Goal:
Extract the lines from the one containing "outline: butterfly head" through the last line of the entries, reproducing each one verbatim. Leave the pictures out of your answer.

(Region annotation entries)
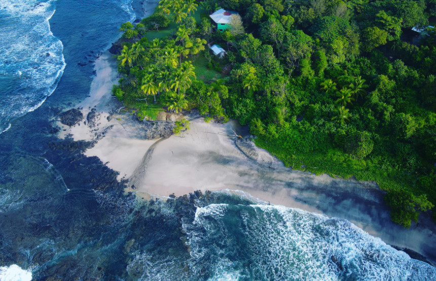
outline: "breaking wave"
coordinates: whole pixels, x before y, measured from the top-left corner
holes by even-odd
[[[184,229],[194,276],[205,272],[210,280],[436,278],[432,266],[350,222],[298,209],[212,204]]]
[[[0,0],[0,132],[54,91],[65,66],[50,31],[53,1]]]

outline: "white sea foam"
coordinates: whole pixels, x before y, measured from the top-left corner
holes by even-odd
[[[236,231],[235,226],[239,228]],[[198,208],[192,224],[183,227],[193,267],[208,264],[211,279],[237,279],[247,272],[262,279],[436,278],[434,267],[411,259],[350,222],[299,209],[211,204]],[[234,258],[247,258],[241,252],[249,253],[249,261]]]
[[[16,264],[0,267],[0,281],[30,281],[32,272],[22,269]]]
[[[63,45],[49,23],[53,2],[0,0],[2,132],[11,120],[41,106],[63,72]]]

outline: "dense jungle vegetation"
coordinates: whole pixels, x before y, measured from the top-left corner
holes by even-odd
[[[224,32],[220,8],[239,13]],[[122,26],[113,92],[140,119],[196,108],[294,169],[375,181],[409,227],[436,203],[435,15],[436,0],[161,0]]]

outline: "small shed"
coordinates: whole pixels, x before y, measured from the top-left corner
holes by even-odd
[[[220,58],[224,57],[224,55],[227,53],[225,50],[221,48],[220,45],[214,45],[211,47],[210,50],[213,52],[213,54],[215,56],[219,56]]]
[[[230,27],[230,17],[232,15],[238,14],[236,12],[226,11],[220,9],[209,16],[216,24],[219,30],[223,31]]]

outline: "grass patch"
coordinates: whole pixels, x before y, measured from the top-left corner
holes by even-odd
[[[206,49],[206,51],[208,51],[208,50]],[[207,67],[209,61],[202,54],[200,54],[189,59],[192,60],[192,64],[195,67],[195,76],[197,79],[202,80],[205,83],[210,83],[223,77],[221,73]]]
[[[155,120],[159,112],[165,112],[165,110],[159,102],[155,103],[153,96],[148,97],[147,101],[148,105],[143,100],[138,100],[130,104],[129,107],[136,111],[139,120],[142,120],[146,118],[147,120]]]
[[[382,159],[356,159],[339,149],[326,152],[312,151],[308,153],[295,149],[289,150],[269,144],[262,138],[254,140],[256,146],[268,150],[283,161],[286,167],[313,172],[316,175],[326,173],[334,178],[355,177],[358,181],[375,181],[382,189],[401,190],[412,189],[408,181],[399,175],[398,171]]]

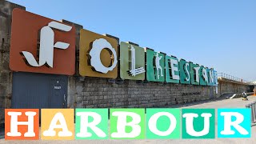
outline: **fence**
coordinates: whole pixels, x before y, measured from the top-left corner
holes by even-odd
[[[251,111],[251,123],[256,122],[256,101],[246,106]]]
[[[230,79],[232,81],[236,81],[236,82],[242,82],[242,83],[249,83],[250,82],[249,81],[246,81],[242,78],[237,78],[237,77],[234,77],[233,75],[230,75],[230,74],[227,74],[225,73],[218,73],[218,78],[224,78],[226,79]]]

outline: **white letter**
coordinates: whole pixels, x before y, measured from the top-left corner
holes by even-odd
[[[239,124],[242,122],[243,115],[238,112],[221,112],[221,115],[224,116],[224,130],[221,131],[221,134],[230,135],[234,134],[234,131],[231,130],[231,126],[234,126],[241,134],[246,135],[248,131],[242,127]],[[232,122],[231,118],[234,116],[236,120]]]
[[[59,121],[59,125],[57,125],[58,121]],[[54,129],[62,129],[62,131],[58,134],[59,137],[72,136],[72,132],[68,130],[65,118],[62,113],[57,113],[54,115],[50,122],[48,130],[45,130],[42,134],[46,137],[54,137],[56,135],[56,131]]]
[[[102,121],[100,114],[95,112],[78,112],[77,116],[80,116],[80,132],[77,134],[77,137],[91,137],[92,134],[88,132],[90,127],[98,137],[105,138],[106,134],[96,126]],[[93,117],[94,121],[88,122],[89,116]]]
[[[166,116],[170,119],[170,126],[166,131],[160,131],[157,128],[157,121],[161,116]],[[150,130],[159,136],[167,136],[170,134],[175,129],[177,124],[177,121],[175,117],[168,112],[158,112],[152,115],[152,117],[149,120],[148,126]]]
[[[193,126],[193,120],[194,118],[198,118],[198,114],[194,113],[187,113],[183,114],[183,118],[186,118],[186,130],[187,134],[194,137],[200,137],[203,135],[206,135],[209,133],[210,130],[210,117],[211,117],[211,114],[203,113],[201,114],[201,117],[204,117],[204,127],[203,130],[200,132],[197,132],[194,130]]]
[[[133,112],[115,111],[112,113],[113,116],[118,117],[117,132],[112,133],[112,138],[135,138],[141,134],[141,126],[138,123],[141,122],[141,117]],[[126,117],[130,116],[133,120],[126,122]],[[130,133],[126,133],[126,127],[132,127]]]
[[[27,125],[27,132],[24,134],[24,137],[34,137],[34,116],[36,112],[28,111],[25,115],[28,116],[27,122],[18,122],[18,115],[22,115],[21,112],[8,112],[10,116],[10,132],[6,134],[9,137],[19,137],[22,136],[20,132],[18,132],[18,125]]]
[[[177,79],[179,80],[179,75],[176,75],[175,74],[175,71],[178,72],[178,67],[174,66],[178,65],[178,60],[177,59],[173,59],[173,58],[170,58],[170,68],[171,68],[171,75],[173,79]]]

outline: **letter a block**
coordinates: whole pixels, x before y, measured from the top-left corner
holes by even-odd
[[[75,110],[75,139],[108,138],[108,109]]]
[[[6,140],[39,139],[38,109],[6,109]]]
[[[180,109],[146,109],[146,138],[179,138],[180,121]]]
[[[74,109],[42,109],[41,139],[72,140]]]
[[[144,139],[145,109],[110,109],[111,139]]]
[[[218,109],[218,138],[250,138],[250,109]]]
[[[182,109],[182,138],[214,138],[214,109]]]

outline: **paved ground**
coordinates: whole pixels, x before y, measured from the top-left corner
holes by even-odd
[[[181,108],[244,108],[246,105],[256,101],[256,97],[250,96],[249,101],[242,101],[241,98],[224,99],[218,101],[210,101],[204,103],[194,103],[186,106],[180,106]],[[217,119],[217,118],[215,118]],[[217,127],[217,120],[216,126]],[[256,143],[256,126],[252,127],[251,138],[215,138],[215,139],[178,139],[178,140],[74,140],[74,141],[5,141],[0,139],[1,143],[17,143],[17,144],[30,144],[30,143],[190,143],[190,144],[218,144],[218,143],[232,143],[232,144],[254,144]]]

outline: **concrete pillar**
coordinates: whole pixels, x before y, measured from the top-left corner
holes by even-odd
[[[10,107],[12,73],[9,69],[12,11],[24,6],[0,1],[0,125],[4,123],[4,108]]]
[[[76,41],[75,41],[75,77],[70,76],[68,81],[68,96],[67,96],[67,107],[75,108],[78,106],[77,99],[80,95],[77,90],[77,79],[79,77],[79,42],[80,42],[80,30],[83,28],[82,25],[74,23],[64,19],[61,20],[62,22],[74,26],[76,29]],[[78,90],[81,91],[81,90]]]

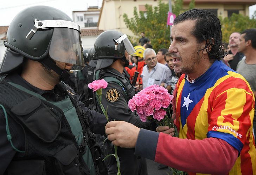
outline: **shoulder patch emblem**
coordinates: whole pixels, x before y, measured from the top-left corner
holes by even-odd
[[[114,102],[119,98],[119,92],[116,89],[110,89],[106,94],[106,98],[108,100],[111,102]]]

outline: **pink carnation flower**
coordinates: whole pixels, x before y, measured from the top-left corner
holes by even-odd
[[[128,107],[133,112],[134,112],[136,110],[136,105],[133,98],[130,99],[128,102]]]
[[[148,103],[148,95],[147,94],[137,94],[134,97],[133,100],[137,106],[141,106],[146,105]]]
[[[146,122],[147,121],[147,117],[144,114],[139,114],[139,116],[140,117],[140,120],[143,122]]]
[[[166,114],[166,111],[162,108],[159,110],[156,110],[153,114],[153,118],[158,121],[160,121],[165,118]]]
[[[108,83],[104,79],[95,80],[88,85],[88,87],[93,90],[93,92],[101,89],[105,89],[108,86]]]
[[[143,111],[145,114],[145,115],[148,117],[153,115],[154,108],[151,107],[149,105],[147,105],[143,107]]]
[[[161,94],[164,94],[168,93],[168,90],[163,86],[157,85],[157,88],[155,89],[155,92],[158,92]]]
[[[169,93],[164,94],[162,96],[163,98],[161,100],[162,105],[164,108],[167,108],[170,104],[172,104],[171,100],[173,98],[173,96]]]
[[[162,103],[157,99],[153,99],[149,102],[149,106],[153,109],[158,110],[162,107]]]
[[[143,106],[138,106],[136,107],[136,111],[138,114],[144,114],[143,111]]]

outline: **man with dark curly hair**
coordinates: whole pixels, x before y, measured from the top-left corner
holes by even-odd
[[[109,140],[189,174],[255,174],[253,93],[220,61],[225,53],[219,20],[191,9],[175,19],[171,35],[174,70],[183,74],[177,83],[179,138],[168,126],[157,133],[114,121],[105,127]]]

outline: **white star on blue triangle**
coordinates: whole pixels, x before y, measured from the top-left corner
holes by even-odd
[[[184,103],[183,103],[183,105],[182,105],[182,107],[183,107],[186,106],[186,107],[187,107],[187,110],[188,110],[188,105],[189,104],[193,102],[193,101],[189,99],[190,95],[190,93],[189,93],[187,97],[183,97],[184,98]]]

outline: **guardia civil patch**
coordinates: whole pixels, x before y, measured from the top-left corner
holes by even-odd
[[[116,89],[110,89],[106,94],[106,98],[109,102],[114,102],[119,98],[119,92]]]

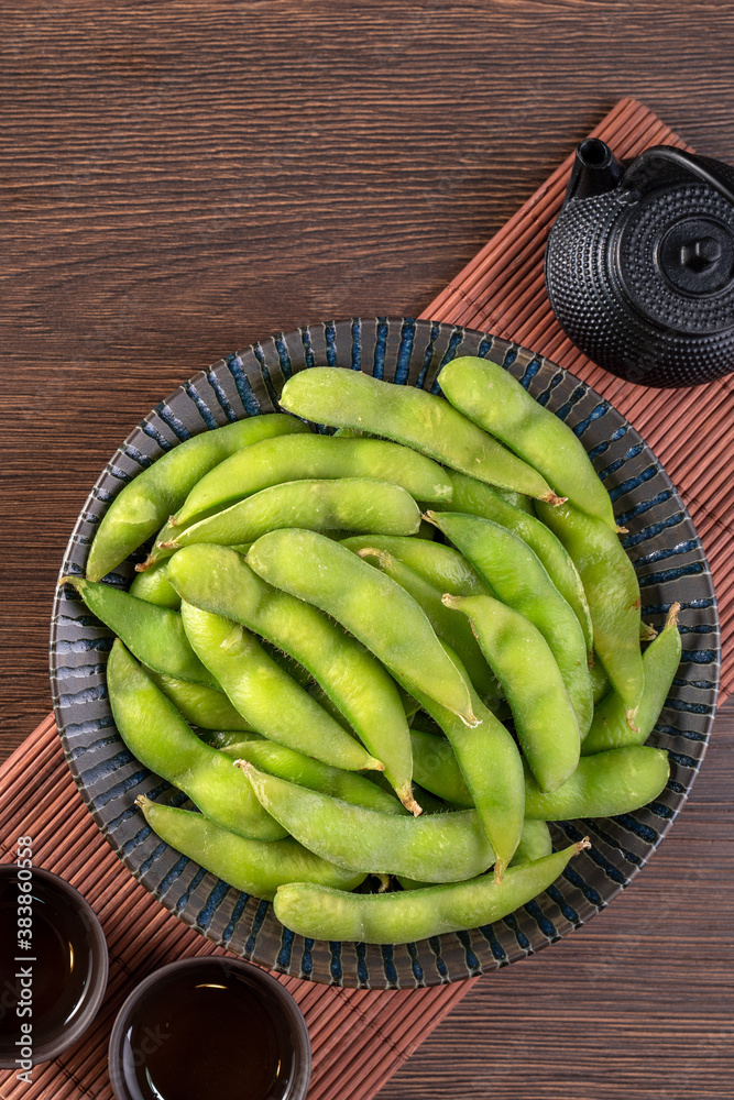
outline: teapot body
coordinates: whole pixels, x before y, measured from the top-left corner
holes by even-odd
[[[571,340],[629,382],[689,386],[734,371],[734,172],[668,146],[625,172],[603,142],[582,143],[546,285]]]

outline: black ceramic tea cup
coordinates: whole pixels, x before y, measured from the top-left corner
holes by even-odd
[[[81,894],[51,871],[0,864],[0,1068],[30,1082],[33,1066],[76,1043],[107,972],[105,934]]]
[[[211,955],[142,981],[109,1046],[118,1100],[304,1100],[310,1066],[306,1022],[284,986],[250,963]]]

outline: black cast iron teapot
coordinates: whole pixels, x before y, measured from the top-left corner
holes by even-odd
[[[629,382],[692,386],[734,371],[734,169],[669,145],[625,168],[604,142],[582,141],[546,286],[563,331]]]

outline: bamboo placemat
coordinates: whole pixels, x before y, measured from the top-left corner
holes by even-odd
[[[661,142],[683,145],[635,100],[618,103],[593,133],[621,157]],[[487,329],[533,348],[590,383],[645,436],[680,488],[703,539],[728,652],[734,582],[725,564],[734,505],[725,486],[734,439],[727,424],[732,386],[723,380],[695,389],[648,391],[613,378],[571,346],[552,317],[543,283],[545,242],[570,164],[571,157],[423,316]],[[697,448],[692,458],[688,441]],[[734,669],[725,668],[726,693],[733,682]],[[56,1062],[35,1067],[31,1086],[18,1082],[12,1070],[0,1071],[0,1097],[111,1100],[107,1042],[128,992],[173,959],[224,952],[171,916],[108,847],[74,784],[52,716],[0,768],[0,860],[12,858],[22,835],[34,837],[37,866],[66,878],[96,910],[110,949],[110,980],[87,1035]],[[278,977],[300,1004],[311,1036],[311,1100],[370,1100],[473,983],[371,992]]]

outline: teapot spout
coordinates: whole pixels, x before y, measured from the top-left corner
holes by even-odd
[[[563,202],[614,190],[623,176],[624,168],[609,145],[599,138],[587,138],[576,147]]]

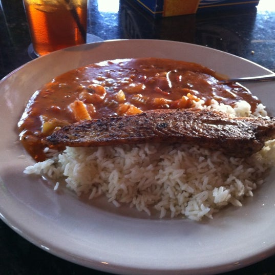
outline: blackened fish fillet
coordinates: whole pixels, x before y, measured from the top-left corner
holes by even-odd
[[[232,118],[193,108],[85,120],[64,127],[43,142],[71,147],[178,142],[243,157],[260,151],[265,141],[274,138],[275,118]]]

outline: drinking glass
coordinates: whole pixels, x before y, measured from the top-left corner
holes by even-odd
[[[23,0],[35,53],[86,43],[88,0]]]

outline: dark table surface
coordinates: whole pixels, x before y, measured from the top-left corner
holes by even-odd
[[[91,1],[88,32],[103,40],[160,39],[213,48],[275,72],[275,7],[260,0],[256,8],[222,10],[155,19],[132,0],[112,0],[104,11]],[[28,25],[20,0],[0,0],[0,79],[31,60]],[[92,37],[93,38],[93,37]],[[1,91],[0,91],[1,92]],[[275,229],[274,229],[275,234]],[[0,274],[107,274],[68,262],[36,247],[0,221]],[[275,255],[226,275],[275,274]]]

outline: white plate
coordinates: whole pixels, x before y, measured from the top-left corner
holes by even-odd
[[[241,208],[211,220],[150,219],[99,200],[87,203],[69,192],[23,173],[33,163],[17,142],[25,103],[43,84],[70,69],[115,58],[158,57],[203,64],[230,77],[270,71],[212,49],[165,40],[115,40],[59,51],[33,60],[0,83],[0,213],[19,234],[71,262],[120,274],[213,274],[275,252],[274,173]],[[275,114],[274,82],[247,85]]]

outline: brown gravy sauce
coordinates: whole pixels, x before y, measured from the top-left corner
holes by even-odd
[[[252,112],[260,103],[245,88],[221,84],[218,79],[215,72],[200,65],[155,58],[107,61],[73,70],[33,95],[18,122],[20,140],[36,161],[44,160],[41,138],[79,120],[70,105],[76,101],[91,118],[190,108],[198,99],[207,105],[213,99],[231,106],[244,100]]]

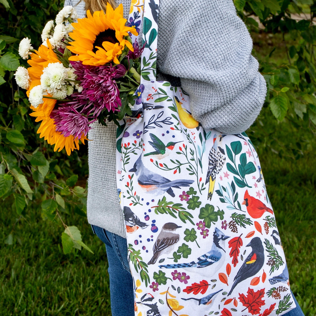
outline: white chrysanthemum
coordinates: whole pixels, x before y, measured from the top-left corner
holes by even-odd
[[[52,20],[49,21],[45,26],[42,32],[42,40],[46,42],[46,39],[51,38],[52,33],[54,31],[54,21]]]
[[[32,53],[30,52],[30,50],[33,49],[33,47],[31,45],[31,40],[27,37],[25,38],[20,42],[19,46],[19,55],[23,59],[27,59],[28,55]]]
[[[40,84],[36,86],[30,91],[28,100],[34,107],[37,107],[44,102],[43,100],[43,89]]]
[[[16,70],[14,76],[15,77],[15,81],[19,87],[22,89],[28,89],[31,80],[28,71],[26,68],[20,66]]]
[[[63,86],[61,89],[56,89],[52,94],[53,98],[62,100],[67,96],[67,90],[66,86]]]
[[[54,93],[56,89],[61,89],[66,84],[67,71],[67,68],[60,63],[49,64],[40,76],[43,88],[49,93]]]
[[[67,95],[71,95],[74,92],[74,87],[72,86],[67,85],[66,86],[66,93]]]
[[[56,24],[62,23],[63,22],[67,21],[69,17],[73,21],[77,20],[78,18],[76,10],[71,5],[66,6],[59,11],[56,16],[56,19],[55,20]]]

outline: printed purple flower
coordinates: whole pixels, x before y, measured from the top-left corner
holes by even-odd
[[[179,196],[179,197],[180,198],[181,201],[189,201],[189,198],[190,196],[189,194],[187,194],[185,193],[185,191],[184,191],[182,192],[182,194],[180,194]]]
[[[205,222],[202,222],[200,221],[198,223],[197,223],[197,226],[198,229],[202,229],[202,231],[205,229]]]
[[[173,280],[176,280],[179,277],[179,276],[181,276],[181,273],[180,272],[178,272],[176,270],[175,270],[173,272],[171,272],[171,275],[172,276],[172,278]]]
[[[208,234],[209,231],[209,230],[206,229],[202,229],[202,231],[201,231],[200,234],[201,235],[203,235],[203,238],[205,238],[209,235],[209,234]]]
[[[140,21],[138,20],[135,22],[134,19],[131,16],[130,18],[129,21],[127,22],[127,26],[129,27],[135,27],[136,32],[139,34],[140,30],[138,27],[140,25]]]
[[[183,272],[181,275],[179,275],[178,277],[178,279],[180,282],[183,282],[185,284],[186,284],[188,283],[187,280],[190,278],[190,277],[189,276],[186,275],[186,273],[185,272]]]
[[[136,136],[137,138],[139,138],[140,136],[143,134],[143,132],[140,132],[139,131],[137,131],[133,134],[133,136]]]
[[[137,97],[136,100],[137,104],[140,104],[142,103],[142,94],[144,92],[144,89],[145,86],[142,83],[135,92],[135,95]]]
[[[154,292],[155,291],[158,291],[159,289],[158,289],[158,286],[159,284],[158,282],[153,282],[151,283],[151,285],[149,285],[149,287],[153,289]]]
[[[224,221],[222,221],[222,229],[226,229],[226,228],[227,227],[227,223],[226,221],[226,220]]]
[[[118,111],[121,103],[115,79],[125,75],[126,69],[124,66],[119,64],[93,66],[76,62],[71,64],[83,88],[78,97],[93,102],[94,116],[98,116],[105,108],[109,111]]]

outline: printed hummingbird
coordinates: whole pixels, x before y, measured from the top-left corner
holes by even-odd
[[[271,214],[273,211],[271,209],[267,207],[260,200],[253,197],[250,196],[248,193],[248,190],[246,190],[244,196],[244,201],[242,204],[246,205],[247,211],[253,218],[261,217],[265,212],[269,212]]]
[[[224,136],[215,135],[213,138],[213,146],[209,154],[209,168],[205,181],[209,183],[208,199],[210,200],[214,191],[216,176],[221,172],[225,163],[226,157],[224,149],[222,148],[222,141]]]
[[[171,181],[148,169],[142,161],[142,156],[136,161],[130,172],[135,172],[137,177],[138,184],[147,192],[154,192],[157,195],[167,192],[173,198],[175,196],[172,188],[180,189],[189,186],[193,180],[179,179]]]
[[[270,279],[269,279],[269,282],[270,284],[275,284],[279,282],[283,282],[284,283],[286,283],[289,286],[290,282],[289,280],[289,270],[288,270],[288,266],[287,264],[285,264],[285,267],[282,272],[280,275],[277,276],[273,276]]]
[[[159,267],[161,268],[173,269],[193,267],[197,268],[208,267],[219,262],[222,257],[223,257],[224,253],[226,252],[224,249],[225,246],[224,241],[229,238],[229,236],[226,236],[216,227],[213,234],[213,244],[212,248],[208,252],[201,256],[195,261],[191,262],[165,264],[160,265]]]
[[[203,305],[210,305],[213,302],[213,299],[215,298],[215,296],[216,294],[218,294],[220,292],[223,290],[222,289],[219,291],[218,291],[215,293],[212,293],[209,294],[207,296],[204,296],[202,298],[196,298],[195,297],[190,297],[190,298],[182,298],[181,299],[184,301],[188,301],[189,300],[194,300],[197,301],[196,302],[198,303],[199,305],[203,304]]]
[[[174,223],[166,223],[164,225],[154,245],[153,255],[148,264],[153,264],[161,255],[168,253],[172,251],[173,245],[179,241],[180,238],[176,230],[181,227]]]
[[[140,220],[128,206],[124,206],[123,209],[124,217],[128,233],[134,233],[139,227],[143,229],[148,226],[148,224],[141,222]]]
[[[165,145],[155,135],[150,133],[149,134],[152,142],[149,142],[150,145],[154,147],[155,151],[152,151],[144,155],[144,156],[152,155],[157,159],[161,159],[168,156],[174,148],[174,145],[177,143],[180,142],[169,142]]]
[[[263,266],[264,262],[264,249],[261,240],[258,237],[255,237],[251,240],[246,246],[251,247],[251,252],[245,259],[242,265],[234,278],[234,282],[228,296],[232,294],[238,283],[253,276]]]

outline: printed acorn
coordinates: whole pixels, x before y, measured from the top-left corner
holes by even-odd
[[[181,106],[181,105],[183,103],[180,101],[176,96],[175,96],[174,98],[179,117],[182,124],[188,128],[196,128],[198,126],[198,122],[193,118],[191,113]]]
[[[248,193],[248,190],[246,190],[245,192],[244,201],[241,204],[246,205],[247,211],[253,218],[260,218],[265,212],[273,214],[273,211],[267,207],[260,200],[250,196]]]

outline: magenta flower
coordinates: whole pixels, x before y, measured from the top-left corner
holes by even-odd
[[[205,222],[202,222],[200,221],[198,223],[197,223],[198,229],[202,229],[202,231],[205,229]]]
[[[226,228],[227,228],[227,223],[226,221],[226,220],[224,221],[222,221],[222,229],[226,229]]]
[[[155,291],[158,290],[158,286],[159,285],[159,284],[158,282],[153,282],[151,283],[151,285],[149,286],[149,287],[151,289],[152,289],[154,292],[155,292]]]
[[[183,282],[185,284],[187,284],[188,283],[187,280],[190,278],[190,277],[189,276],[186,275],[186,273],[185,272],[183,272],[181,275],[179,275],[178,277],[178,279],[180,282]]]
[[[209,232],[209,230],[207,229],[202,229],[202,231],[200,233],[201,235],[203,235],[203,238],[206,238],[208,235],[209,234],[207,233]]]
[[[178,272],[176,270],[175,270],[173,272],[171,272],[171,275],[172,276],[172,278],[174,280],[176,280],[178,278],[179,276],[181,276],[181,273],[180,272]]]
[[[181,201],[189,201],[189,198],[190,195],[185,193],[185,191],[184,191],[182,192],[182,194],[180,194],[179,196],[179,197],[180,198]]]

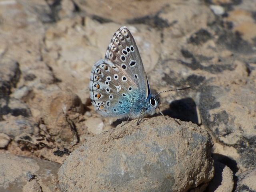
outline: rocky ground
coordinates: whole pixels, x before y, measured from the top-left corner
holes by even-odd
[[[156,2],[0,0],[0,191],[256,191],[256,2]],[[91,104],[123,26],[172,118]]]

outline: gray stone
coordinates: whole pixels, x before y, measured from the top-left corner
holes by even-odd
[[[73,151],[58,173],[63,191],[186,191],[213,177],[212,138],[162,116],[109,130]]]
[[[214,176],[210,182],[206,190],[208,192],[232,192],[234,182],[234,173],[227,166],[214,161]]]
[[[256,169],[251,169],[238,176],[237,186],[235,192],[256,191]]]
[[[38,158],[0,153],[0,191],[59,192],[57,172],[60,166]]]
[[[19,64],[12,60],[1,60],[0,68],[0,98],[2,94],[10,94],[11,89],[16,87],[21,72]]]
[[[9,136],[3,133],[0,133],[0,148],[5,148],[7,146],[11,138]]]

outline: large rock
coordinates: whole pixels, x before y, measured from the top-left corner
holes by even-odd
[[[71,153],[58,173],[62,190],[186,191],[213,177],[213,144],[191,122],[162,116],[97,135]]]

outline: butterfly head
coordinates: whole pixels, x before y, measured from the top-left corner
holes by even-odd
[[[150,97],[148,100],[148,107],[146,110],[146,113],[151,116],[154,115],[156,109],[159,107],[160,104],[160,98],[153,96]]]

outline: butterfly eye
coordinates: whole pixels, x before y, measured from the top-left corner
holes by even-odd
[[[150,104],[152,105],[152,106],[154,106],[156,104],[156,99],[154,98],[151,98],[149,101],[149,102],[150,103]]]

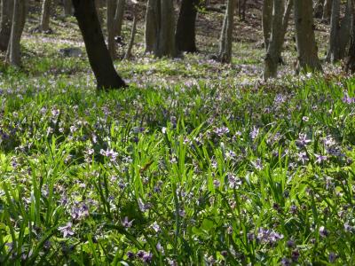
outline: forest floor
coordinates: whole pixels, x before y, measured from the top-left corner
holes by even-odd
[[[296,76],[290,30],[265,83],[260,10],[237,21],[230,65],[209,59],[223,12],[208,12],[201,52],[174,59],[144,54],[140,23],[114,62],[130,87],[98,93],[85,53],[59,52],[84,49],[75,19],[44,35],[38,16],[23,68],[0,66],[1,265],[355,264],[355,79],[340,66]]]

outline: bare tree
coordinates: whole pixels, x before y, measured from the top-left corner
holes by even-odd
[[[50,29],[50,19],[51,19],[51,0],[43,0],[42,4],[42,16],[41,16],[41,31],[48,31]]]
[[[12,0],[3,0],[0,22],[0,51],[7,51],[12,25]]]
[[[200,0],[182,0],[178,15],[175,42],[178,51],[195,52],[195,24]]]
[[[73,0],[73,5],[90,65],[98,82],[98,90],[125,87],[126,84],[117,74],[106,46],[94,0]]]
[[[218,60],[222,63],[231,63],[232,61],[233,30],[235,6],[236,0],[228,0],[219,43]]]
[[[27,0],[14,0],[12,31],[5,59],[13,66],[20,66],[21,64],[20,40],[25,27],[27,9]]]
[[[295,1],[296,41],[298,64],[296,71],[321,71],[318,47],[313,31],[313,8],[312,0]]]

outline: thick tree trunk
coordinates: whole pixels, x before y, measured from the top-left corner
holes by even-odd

Output of the task:
outline: butterfly head
coordinates: whole pixels, x before y, measured from the top-left corner
holes by even-odd
[[[150,97],[148,100],[148,107],[146,110],[146,113],[151,116],[154,115],[156,109],[159,107],[160,104],[160,98],[153,96]]]

outline: butterfly eye
coordinates: whole pixels, x before y, measured from the top-left corner
holes by even-odd
[[[150,104],[152,105],[152,106],[154,106],[156,104],[156,99],[154,98],[151,98],[149,101],[149,102],[150,103]]]

outline: forest floor
coordinates: whole pixels, x before y, measured from the top-left corner
holes by even-odd
[[[296,76],[290,30],[265,83],[260,10],[237,21],[230,65],[209,59],[223,12],[208,12],[201,52],[174,59],[144,54],[140,23],[114,62],[130,87],[98,93],[85,53],[59,52],[84,49],[75,19],[44,35],[38,16],[23,68],[0,66],[1,265],[355,264],[355,79],[340,66]]]

outline: bare tree
coordinates: whole pixels, x before y, measured from the top-left corner
holes by even-odd
[[[50,29],[50,19],[51,19],[51,0],[43,0],[42,4],[42,16],[41,16],[41,31],[48,31]]]
[[[12,0],[3,0],[0,22],[0,51],[7,51],[12,25]]]
[[[200,0],[182,0],[178,15],[175,42],[178,51],[195,52],[195,24]]]
[[[73,0],[73,5],[90,65],[98,82],[98,90],[125,87],[126,84],[117,74],[106,46],[94,0]]]
[[[218,60],[222,63],[231,63],[232,61],[233,30],[235,6],[236,0],[228,0],[219,43]]]
[[[27,0],[14,0],[12,31],[5,59],[13,66],[20,66],[21,64],[20,40],[25,27],[27,9]]]
[[[295,1],[296,41],[298,64],[296,71],[321,71],[318,47],[313,31],[313,8],[312,0]]]

outline: thick tree trunk
coordinates: whole pixels, x before y, measured from the top-left corner
holes by even-odd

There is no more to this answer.